-- start Input for this task --

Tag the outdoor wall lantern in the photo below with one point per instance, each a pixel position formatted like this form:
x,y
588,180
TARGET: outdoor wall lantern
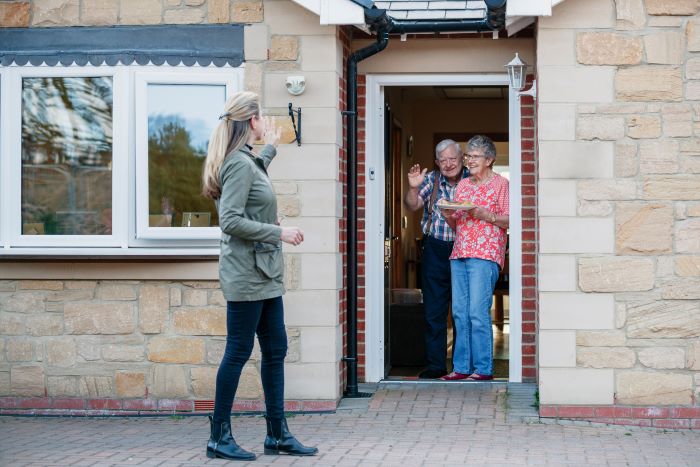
x,y
516,77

-- end Input for this task --

# Task description
Reproduce every line of the listing above word for word, leaving out the pictures.

# Solution
Tag the outdoor wall lantern in the photo below with one point per instance, each a pixel position formatted like this form:
x,y
588,180
TARGET: outdoor wall lantern
x,y
516,77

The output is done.